OS DISCURSOS DA MINISTRA DA JUSTIÇA E DO PRESIDENTE DO SUPREMO TRIBUNAL DE JUSTIÇA
Antunes Varela foi professor de Direito, em Coimbra, e ministro
da Justiça de Salazar durante largos anos, 1954 a 1967.
Durante o longo período em que exerceu funções no Ministério
da Justiça muitos crimes foram cometidos pelas forças repressivas da ditadura,
nomeadamente as polícias, com destaque para a Pide. Muitos combatentes
antifascistas foram assassinados e um número infindável de lutadores pela
Liberdade foi preso e torturado. Foi durante a permanência de Varela no
Ministério da Justiça que o General Humberto Delgado e a sua secretária foram
assassinados pela Pide, em Espanha, em condições sobejamente conhecidas.
Varela não somente fechou os olhos a todos estes crimes como
indirectamente neles participou, quer pela sua permanente acção doutrinária à
frente da Justiça, na defesa da “Ordem” e da “Autoridade”, no mais completo
desrespeito e total alheamento dos direitos dos cidadãos, quer pela sua acção
como legislador repressivo e inclemente perante o sofrimento humano e a
violação dos mais nobres valores de uma sociedade plural.
Varela enfileira sem nenhuma espécie de dúvida na tenebrosa
galeria dos professores de direito para os quais tal “ciência” não passava de
um meio de agressão aos cidadãos e de instrumento privilegiado de punição e
silenciamento, por tempo indeterminado, das vozes discordantes do regime que se
erguiam na defesa de valores universais.
Manuel Rodrigues, Mário de Figueiredo, Vaz Serra (apesar da
preguiça o ter retido em casa por largos meses), Cavaleiro Ferreira, Antunes
Varela, Pires de Lima (interino) e Almeida Costa fazem parte daquela galeria de
ministros da justiça de Salazar, embora com responsabilidades diferentes e
comportamentos desiguais. Dentre eles, Manuel Rodrigues, Cavaleiro Ferreira e Antunes
Varela bem poderiam ter desempenhado paralelamente às funções ministeriais as
de chefes das polícias sem que daí resultasse qualquer quebra de eficiência do
aparelho repressivo salazarista. E também é justo que se diga que foi com
Almeida Costa, já na presidência de Marcello Caetano, que o Código de Processo
Penal, apesar das limitações inerentes a um regime antidemocrático, deixou de
ser um instrumento de perseguição arbitrária para passar a conter normas
minimamente aceitáveis para a generalidade dos cidadãos.

TAREFA =>
Segundo o texto sobre Antunes Varela, em que período foi ele ministro da Justiça de Salazar? A listagem não tem qualquer relação com o texto sobre Antunes Varela.

Registos guardados:
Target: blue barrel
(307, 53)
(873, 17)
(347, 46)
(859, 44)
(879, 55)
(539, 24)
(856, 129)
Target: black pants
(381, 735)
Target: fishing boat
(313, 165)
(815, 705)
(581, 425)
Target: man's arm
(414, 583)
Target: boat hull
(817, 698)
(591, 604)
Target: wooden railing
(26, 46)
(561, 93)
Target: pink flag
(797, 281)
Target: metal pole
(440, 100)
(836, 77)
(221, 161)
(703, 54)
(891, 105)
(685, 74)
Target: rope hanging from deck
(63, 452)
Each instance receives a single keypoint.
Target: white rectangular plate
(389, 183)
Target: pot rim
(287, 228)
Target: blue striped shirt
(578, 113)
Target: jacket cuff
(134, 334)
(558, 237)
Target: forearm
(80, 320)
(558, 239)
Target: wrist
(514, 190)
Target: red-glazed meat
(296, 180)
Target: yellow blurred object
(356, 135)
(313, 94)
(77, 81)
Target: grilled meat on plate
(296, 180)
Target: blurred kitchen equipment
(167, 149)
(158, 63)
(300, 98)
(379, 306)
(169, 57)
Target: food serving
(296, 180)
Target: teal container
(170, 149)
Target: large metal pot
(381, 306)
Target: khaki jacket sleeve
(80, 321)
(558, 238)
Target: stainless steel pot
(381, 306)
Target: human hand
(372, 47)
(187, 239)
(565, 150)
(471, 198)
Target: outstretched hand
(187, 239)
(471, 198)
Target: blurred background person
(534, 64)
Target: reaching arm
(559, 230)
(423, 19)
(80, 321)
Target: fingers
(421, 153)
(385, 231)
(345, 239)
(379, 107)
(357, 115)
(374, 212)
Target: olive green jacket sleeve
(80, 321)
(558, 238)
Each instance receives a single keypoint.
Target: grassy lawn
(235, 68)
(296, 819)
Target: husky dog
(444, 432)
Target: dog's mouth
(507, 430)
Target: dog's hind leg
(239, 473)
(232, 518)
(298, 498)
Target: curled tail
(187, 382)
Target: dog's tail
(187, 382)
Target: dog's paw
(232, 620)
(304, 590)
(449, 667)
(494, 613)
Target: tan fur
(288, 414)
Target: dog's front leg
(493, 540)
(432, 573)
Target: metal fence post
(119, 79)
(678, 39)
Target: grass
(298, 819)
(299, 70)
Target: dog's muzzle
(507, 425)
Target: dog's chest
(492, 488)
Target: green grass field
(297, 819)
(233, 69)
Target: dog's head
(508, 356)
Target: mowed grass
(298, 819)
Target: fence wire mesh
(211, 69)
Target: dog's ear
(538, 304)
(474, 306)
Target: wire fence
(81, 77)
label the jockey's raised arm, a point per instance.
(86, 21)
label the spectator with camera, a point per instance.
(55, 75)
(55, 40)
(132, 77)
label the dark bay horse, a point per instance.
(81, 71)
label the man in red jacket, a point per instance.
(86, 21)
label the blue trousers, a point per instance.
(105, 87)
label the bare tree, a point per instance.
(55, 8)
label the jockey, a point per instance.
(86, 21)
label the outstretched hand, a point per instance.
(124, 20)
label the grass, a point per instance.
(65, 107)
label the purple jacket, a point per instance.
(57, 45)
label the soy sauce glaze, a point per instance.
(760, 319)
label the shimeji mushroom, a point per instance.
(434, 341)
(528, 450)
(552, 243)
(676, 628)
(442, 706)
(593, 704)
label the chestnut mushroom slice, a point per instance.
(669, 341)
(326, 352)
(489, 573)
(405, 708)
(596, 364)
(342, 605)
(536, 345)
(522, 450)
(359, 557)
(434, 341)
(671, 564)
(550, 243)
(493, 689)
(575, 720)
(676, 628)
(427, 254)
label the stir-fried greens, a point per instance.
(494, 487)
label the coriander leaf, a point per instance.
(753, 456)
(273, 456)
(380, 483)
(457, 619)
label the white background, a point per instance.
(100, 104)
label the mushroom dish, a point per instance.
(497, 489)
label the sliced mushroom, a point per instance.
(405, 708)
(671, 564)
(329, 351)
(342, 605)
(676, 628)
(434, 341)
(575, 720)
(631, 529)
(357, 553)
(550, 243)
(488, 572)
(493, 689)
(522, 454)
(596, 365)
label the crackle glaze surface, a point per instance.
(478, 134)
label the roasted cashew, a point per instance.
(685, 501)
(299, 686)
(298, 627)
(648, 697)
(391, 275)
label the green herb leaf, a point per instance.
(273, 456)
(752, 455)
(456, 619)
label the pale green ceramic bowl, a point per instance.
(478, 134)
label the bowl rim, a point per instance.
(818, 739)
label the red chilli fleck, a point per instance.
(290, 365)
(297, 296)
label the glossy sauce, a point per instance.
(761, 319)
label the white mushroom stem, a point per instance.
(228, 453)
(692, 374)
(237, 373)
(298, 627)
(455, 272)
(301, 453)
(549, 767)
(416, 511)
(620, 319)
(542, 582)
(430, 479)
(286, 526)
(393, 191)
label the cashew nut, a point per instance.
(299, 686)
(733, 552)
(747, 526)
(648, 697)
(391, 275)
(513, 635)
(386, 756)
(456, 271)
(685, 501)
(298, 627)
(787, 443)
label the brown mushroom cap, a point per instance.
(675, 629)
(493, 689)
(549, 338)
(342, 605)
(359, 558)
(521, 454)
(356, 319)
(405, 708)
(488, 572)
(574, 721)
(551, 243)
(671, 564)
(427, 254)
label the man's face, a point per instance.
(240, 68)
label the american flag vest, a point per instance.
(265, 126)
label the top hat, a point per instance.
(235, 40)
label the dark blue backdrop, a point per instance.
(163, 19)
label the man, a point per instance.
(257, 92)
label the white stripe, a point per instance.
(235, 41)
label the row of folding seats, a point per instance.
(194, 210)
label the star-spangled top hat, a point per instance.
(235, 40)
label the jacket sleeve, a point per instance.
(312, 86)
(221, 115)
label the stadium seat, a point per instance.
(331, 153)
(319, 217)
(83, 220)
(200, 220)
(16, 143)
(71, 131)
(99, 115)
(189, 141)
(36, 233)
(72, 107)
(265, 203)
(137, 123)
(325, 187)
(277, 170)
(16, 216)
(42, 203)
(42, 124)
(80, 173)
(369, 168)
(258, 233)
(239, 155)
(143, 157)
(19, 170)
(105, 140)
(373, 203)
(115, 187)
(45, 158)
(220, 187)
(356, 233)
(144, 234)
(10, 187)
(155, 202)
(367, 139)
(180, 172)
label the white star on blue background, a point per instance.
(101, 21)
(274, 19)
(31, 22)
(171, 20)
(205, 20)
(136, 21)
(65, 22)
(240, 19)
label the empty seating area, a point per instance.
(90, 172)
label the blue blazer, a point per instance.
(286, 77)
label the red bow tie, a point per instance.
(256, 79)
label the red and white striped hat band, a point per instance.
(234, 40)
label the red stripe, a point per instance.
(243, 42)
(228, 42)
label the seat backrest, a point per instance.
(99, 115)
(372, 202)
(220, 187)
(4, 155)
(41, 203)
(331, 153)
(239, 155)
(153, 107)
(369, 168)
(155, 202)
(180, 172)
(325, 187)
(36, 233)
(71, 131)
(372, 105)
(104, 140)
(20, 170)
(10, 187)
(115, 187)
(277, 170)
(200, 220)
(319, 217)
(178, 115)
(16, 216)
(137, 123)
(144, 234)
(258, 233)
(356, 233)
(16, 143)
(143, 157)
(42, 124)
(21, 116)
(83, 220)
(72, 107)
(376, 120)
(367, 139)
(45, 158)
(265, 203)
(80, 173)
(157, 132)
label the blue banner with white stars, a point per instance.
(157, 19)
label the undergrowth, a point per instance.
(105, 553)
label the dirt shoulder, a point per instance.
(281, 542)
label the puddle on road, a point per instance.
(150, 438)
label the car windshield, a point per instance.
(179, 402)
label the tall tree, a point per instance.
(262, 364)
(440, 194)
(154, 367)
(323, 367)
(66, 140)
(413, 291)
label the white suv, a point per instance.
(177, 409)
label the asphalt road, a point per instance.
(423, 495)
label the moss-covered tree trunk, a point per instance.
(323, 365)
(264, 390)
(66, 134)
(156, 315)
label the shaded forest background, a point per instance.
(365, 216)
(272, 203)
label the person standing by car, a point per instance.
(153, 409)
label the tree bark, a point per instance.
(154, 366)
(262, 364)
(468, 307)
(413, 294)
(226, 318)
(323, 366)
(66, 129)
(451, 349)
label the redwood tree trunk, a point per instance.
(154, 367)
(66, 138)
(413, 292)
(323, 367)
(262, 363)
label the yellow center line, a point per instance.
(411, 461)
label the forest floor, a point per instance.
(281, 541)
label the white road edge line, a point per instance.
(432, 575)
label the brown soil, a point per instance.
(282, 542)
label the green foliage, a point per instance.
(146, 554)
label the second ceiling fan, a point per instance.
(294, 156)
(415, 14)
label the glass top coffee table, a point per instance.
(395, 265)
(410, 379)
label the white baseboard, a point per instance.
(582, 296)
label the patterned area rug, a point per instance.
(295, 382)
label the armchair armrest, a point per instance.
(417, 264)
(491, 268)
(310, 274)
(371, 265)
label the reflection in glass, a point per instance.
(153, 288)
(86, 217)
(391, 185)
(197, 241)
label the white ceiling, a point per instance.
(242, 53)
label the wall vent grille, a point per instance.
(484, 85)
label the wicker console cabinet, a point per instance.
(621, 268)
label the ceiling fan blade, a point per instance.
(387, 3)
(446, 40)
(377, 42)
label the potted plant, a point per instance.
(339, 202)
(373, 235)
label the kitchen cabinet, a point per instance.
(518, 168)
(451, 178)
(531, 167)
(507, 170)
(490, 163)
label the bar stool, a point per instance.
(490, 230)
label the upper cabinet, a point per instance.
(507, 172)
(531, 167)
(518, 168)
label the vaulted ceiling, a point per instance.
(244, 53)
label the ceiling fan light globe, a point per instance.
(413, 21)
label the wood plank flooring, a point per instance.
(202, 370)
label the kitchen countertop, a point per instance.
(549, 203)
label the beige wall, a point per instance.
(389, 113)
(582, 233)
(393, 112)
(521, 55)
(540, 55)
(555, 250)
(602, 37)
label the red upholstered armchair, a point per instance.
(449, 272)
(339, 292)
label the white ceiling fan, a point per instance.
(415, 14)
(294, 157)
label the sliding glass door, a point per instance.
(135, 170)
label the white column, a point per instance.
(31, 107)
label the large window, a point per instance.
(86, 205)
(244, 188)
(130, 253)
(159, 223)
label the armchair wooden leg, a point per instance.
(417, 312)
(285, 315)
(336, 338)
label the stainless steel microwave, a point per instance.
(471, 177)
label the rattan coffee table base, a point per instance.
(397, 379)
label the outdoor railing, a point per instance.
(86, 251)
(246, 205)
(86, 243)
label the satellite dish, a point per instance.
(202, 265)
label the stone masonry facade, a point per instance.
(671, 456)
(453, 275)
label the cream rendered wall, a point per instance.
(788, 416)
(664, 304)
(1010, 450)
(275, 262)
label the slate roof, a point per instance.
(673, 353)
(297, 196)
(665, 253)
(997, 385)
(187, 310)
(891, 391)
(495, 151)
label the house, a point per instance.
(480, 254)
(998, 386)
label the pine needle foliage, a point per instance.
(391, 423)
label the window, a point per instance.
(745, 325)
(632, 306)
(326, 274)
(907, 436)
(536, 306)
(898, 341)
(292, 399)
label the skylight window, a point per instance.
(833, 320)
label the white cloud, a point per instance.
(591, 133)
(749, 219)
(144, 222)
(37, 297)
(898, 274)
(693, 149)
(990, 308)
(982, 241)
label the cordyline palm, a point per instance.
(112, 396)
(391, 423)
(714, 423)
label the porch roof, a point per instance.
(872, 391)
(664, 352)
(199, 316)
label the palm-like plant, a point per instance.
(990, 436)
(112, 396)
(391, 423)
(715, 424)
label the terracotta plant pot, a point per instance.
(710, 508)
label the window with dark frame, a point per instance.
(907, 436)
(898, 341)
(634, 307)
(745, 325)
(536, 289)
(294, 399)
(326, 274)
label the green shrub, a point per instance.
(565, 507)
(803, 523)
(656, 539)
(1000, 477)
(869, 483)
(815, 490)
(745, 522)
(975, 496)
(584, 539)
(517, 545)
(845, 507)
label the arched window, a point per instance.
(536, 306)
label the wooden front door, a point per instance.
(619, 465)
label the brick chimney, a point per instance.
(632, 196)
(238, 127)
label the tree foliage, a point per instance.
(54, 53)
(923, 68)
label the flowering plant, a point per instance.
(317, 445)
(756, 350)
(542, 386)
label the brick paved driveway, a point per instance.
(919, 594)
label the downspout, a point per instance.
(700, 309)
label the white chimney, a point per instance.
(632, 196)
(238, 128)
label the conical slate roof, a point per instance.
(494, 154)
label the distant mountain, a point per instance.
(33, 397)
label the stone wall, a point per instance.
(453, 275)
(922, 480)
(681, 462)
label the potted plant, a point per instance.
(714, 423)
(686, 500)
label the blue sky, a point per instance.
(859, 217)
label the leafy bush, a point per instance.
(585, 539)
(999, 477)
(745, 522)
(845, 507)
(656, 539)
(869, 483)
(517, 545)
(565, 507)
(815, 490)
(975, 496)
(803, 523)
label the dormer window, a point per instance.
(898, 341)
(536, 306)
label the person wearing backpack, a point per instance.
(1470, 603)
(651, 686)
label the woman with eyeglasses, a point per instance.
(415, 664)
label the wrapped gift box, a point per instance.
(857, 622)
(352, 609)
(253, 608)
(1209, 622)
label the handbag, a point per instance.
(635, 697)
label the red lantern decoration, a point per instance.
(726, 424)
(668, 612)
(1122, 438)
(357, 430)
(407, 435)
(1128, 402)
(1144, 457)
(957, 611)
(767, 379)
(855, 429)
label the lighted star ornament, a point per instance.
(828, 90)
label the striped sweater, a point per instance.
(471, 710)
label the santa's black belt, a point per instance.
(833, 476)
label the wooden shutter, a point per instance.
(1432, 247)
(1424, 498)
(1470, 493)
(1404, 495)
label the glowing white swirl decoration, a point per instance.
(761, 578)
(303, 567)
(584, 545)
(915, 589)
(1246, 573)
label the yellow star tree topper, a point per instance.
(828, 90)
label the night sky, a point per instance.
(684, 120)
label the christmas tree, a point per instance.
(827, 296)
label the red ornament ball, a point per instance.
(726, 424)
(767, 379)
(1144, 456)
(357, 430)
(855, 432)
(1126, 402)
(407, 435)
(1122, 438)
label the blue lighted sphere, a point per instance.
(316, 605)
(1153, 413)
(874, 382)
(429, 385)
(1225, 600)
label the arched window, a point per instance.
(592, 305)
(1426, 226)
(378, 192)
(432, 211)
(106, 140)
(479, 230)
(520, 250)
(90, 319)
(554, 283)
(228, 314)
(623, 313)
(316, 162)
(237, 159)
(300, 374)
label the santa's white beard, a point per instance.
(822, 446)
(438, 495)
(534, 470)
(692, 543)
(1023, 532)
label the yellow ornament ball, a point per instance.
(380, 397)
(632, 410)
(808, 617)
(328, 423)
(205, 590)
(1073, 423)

RESOLUÇÃO =>
De 1954 a 1967.